• [Extracted text]:

Week 3 Flashcards
What is variability in statistics?
A measure of the differences between scores in a distribution, it identifies how clustered or spread out scores are.
Scores/distributions with little variability are good for inferential statistics.
What is the range?
The range is the differences between the minimum score and the maximum score.
For discrete variables, range = Xmax - Xmin.
For continuous variables, range = URL for Xmax - LRL for Xmin.
The problem with the range is it’s susceptibility to extreme scores.
What are the three measures of variability?
- Range
- Standard deviation
- Variance
What is the deviation?
The distance from the mean for each individual score.
What is the variance?
The mean of the squared deviations.
What is the standard deviation?
The square root of the variance, it gives you the average distance from the mean.
What does SS represent?
Sum of squared scores.
What is the definitional formula for SS? what are it’s weaknesses?
SS = ∑(X - μ)².
Can become difficult to use or inaccurate with decimals and fractions.
What is the computational formula for SS?
SS = ∑X² - ((∑X)²/N).
This is better for dealing with decimals and fractions.
What does σ represent?
Population standard deviation.
What does σ² represent?
Population variance.
When is a sample statistic considered biased?
When it consistently overestimates or underestimates a corresponding population parameter.
What adjustments need to be made to the definitional and computation formulas for SS when used for samples?
N changes to n.
μ changes to M.
What does s represent?
Sample standard deviation (sometimes called the estimated population standard deviation).
What does s² represent?
Sample variance (sometimes called the estimated population variance). *VERY IMPORTANT* The equation for s² is: s²=SS/n-1 NOT SS/n (this accounts for the sampling error, specifically the tendency to underestimate the population variability)

• [Input]:
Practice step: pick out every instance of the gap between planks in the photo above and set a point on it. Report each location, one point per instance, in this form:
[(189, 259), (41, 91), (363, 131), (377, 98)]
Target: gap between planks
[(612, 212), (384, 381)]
==
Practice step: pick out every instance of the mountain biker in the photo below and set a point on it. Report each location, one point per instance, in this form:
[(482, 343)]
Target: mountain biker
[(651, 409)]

• [List of tasks]:
(1) According to the statistics flashcards, why does the formula for sample variance divide SS by n - 1 instead of by n?
(2) In the listing, retype the lines starting with the line containing "Practice step: pick out every instance of the gap" and going on through the line containing "[(612, 212), (384, 381)]".

• [Response list]:
(1) Dividing by n - 1 accounts for sampling error, specifically the tendency of a sample to underestimate the variability of the population.

(2)
Practice step: pick out every instance of the gap between planks in the photo above and set a point on it. Report each location, one point per instance, in this form:
[(189, 259), (41, 91), (363, 131), (377, 98)]
Target: gap between planks
[(612, 212), (384, 381)]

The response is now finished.